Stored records
_____

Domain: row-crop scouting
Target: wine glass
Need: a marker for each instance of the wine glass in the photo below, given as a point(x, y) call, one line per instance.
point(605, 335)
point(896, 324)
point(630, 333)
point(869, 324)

_____

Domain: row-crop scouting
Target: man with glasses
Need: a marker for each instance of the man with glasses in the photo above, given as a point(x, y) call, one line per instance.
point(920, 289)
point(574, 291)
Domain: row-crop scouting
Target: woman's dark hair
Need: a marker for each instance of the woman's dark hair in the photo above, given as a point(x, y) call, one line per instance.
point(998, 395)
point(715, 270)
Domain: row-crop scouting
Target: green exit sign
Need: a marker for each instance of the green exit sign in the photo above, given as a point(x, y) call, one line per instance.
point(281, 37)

_____

WHAT TO WORK ON
Show each line of the stored records above that contains the word "green". Case counts.

WRITTEN REPLY
Target: green exit sign
Need: a marker for each instance of the green exit sign in the photo above, given as a point(x, y) call, one line per instance.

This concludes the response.